**Extrait du document**
::::

L’une des informations qui ressortit des récentes réunions hebdomadaires du gouvernement est la décision de faire tenir le conseil des ministres alternativement dans les différentes régions. Comme on peut le craindre, cette annonce, fort « lumineuse », éclaire moins sur les considérations objectives qui décident de cet acte de « très bonne gouvernance ».
Au demeurant, elle risque d’ébranler la solidité psycho-sociale du pouvoir incarné par l’Etat. Déjà, faut-il ne pas la confondre avec le précédent de la célébration tournante de la fête de l’indépendance.
1°) Le précédent. Il est vrai que ce gouvernement avait entrepris de faire célébrer la journée de l’indépendance dans chacune de nos régions. L’idée, fort originale, fut appréciée de tous, saluée par tous même si à l’arrivée, les fruits de la réalisation sont assez éloignés des fleurs de l’intention. La réhabilitation des villes bénéficiaires ?

::::

**Enregistrements**

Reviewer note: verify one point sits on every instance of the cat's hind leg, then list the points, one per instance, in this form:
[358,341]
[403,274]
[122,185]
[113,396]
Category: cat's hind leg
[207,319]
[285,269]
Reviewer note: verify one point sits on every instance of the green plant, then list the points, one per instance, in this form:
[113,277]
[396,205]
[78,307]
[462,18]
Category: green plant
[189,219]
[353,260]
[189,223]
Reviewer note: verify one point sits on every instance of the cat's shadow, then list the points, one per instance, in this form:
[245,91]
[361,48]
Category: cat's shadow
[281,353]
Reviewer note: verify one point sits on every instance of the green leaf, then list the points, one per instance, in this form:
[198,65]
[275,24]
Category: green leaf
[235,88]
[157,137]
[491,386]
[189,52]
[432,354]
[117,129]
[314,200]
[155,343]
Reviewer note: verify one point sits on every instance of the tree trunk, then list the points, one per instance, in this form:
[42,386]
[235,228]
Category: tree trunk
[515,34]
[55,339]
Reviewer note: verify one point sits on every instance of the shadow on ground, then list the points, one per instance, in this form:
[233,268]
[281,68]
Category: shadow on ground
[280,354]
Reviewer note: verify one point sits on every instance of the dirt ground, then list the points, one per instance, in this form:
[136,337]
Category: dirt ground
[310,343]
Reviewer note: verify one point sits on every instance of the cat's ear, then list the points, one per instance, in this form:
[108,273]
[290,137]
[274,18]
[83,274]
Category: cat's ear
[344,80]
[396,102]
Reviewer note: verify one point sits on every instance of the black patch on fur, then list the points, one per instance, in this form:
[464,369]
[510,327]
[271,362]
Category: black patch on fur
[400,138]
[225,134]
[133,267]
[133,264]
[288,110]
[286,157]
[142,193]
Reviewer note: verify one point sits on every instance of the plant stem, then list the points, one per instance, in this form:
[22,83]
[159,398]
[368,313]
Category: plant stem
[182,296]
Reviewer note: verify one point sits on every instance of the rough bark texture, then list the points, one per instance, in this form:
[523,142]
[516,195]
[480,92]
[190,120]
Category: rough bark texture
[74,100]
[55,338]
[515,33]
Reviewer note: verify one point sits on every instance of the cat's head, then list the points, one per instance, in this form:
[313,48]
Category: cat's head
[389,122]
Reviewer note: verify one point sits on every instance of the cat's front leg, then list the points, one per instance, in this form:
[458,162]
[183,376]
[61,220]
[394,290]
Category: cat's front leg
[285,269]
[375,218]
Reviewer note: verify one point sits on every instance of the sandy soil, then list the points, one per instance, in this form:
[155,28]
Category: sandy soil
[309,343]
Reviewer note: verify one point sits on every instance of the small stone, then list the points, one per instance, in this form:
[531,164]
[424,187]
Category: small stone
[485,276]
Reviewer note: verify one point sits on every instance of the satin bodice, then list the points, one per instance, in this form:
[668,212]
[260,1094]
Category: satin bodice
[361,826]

::::

**Consignes de l'exercice**
A) Relevez tous les adjectifs qualificatifs du paragraphe de l'article sur le conseil des ministres tournant qui commence par « L'une des informations ».
B) Poursuivez l'article sur le conseil des ministres tournant à partir de sa dernière phrase.

**Réponses aux consignes**
A) récentes, hebdomadaires, différentes, lumineuse, objectives, bonne

B)
Le rapprochement de l’administration des administrés ? Une évaluation aurait pu suggérer les réponses à ces questions. On évitera, en l’absence d’un tel rapport, d’interroger les populations : la double négation risque de réunir la majorité des suffrages. Mais déjà, sans aucune étude, on monte en degré : les conseils des ministres tourneront. A-t-on identifié la pertinence, rechercher les hypothèques ?
2°) Les hypothèques et les intérêts. On aurait dû, en effet, sur la balance de cette décision, chercher d’abord à remplir le plateau des charges et celui des profits.
a) De ce côté-là, les charges. On n’aurait pas pu, de ce côté-là, échapper à la perte de temps à subir chaque semaine : le temps du départ, le temps du transport, le temps de l’arrivée, le temps du protocole, le temps de l’installation, le temps de la délibération, le temps de…, le temps des…, le temps pour…, le temps à…, dans une société où l’on considère que le temps est un élément du patrimoine : on a son temps comme on dispose de son bien. Or, le temps est une donnée de la gouvernance dont on ne saurait manquer la maîtrise.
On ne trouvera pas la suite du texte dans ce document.